Written exercise ▸
Write the next part of the forum thread about the mandrel saver for the Oneway live center, picking up right after its final line.

# Mandrel Saver for Oneway Live Center



## holmqer (Mar 31, 2010)

After the discussion of the PSI Pen Mandrel Saver, I decided to make a Mandrel Saver attachment for the Oneway (tm) Live Center.

It threads onto the 3/4x10 spindle nose of the Oneway (tm) Live Center, and has a 0.246" through hole. I milled flats for a 7/8" open end wrench or crescent wrench, and will ultimately drill a 1/4" hole parallel with the flats to allow use of a nail or mandrel as a wrench to help remove it or torque it down against the register ring.

I have a photo of the whole setup, and one of the live center for those of you unfamiliar with the Oneway (tm) Live Center.


----------



## LEAP (Mar 31, 2010)

Cool, now you just need to license it to oneway then sit back and spend the money.


----------



## PenPal (Mar 31, 2010)

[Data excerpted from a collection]
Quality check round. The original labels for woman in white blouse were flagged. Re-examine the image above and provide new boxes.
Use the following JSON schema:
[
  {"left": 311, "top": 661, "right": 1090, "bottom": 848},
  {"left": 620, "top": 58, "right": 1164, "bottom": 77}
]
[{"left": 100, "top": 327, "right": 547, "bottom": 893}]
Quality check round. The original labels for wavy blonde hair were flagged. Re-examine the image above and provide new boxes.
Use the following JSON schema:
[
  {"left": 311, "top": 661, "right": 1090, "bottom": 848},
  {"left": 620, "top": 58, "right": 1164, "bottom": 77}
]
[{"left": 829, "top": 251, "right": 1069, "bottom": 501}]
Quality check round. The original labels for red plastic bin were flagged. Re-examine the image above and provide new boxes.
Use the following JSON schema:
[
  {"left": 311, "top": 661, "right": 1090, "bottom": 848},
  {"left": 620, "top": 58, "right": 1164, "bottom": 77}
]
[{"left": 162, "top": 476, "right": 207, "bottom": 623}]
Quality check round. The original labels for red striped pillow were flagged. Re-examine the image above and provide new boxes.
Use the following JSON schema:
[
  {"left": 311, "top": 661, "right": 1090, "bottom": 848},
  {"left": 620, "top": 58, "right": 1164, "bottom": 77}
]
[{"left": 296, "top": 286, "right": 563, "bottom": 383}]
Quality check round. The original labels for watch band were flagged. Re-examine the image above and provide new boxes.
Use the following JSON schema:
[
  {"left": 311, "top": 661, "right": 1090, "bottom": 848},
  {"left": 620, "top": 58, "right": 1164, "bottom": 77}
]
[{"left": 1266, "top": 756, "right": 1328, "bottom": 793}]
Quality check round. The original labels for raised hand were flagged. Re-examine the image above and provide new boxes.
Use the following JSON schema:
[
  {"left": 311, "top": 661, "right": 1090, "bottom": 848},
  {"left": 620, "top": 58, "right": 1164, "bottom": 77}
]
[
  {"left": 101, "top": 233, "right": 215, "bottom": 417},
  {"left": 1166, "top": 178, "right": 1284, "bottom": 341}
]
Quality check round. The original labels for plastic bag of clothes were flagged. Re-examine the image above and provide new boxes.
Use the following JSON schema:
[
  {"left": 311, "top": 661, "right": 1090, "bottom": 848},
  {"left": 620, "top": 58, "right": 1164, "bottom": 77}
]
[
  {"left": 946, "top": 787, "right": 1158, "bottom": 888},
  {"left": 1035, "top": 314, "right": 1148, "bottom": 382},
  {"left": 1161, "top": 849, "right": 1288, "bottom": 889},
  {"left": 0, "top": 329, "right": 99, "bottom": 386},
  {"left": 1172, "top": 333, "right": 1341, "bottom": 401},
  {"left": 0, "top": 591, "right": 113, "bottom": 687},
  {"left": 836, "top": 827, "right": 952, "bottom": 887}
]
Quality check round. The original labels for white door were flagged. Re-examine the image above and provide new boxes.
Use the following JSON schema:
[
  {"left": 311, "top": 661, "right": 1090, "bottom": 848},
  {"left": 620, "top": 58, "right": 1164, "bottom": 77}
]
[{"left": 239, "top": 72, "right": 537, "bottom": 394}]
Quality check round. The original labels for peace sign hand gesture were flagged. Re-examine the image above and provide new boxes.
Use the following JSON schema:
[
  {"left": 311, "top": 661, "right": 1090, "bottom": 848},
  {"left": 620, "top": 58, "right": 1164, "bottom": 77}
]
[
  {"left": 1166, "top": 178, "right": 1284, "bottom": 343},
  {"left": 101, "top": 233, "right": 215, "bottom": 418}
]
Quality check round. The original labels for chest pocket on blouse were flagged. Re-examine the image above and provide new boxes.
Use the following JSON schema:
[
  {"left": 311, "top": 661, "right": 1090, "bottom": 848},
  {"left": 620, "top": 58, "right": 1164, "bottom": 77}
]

Result of this exercise ▸
*Eric*

Love your idea. I have been using an identical almost system for at least ten yrs have posted it a few times it always got a ho hum, I modified my pen wizard to the same principle on receiving it and posted that.

Please everybody do yourself a favour and look into alternate methods that do away with the 60 degree entry with the live centre in the end of a mandrel like Eric has, we dont have oneway here its a ripper.

Regards Peter,.


----------



## johncrane (Mar 31, 2010)

Excellent Mod Eric!


----------



## JerrySambrook (Mar 31, 2010)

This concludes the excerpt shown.